Take the listing below and print exactly the lines starting at the line containing "like point(373, 342)." and ending at the line containing "Given the photograph below", both ends included, and no others.
--- START ---
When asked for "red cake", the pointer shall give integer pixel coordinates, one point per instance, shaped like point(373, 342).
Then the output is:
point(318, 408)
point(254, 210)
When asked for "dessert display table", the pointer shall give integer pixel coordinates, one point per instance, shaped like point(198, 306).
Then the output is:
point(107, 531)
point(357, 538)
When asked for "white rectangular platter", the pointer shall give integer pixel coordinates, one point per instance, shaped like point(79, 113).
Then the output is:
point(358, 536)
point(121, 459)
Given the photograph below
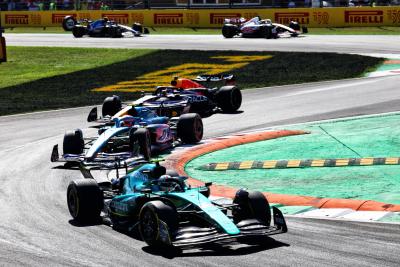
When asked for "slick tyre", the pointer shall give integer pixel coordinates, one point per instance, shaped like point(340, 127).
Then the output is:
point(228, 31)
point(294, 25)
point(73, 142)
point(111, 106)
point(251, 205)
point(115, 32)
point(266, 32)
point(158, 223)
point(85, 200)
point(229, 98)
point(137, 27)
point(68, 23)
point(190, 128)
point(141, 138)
--- END ---
--- START ---
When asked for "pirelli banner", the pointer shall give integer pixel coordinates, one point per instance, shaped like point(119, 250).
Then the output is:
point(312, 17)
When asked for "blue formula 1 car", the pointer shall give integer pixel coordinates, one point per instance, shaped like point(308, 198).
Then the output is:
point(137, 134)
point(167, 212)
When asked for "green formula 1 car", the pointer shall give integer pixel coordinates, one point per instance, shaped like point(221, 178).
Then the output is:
--- END ---
__RESULT OF THIS TASK__
When asked for "red cake", the pointer shall give integer pixel coordinates, one point per instance, shaped like point(373, 342).
Then the output is:
point(318, 408)
point(254, 210)
When asked for "dessert display table", the pointer shall give integer pixel coordinates, one point per instance, shaped like point(198, 306).
Then the output is:
point(107, 531)
point(357, 538)
When asked for "white rectangular platter", the pointer shall give integer pixel coordinates, one point per instance, shaped like point(79, 113).
Then the output is:
point(358, 536)
point(121, 459)
Given the photograph below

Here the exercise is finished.